Copy out the entire listing below, requests included, and shift every coordinate in the traced outlines by adding 45 to it, while leaving the layout sample paths unchanged. Omit the pictures from your answer.

[Stored records]
>> start

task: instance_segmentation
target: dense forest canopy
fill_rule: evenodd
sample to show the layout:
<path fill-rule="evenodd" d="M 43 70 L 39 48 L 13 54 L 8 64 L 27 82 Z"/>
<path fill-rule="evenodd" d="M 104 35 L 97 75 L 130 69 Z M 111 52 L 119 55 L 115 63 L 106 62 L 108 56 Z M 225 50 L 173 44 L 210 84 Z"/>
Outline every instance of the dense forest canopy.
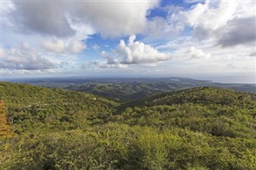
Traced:
<path fill-rule="evenodd" d="M 198 87 L 119 103 L 1 82 L 0 94 L 0 169 L 256 169 L 253 93 Z"/>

>> end

▶ _FINISHED TASK_:
task: instance_segmentation
target: dense forest canopy
fill_rule: evenodd
sample to show the layout:
<path fill-rule="evenodd" d="M 43 70 L 39 48 L 13 54 L 8 64 L 27 82 Z"/>
<path fill-rule="evenodd" d="M 104 35 L 97 75 L 130 69 Z M 111 52 L 119 55 L 115 63 L 106 62 L 108 56 Z M 225 50 L 173 44 L 210 84 Z"/>
Outline every instance of the dense forest canopy.
Traced:
<path fill-rule="evenodd" d="M 243 132 L 164 148 L 46 127 L 45 139 L 45 214 L 301 214 L 298 138 Z"/>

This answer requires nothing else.